■ Job: Write out the entire passage below on removing content and presenting products, word for word.
— begin Given passage —
Our right to reject or remove Content

3.7 We may at any time reject or remove any Content from a Product or change, delete, withdraw, disable or suspend a Product or any Content for any reason and without prior notice to You, including:

(a) If provided for under the Product rules, policies and guidelines;

(b) If We reasonably believe that the Content, or the use of it, contravenes any Law, infringes or is likely to infringe the rights of third parties or is inappropriate, unsuitable, offensive, obscene, defamatory or indecent;

  1. c) If We reasonably believe that the Content, or its use, will result in a breach of Your Contract or affect Us or a Subsidiary/Outsource partners unfavourably; or

(d) In order to comply with requirements, notices, standards or instructions given to Us or a Subsidiary/Outsource partners by any third party, including a regulatory body.

Presentation, classification and availability of a Product and Content

3.8 We may determine, control or change a Product, Your Content, any page, site or other means of displaying the Product or Your Content, including the duration, nature, content, size and presentation (such as format, design, placement, order and position);

3.9 If you have an Online Product, Mobile Product or other Products that we nominate from time to time:

(a) You agree that we may include in the product we supply to you:

(i) Links to and content from third party sites or applications that we reasonably consider to be relevant to you (such as user- generated reviews and ratings);

(ii) Widgets, gadgets or other facilities that enable end-users to interact with Third Party Sites or Applications or with you via a product; and

(iii) Links to and Content from Our user-generated reviews and ratings;

(b) You agree that to carry out these activities referred to in clause

(i) You must provide us with any account details (including login and password) requested by us if you have already established accounts on Third Party Sites or Applications; and

(ii) We may be required to accept Third Party Terms on Your behalf and you agree to be bound by those Third Party Terms; and

(c) We do not accept responsibility or liability for:

(i) Any communications or transactions between you or third parties and end-users (including our end-users) via links, widgets, gadgets or other facilities we include in a Product;

(ii) Any content from a Third Party Site or Application or from our websites (such as user-generated reviews and ratings) included in a Product;

(iii) any other uses to which end-users put the links, widgets, gadgets or other facilities We include in a Product We supply to You (for example, to create and communicate user- generated content); and

(iv) any loss or damage arising out of any such links, content, widgets, gadgets or other facilities for any reason.
— end Given passage —
— begin Record set —
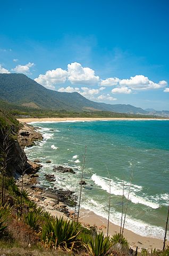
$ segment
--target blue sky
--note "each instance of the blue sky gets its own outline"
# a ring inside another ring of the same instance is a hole
[[[1,2],[0,73],[95,101],[169,110],[168,1]]]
— end Record set —
■ Finished task:
Our right to reject or remove Content

3.7 We may at any time reject or remove any Content from a Product or change, delete, withdraw, disable or suspend a Product or any Content for any reason and without prior notice to You, including:

(a) If provided for under the Product rules, policies and guidelines;

(b) If We reasonably believe that the Content, or the use of it, contravenes any Law, infringes or is likely to infringe the rights of third parties or is inappropriate, unsuitable, offensive, obscene, defamatory or indecent;

  1. c) If We reasonably believe that the Content, or its use, will result in a breach of Your Contract or affect Us or a Subsidiary/Outsource partners unfavourably; or

(d) In order to comply with requirements, notices, standards or instructions given to Us or a Subsidiary/Outsource partners by any third party, including a regulatory body.

Presentation, classification and availability of a Product and Content

3.8 We may determine, control or change a Product, Your Content, any page, site or other means of displaying the Product or Your Content, including the duration, nature, content, size and presentation (such as format, design, placement, order and position);

3.9 If you have an Online Product, Mobile Product or other Products that we nominate from time to time:

(a) You agree that we may include in the product we supply to you:

(i) Links to and content from third party sites or applications that we reasonably consider to be relevant to you (such as user- generated reviews and ratings);

(ii) Widgets, gadgets or other facilities that enable end-users to interact with Third Party Sites or Applications or with you via a product; and

(iii) Links to and Content from Our user-generated reviews and ratings;

(b) You agree that to carry out these activities referred to in clause

(i) You must provide us with any account details (including login and password) requested by us if you have already established accounts on Third Party Sites or Applications; and

(ii) We may be required to accept Third Party Terms on Your behalf and you agree to be bound by those Third Party Terms; and

(c) We do not accept responsibility or liability for:

(i) Any communications or transactions between you or third parties and end-users (including our end-users) via links, widgets, gadgets or other facilities we include in a Product;

(ii) Any content from a Third Party Site or Application or from our websites (such as user-generated reviews and ratings) included in a Product;

(iii) any other uses to which end-users put the links, widgets, gadgets or other facilities We include in a Product We supply to You (for example, to create and communicate user- generated content); and

(iv) any loss or damage arising out of any such links, content, widgets, gadgets or other facilities for any reason.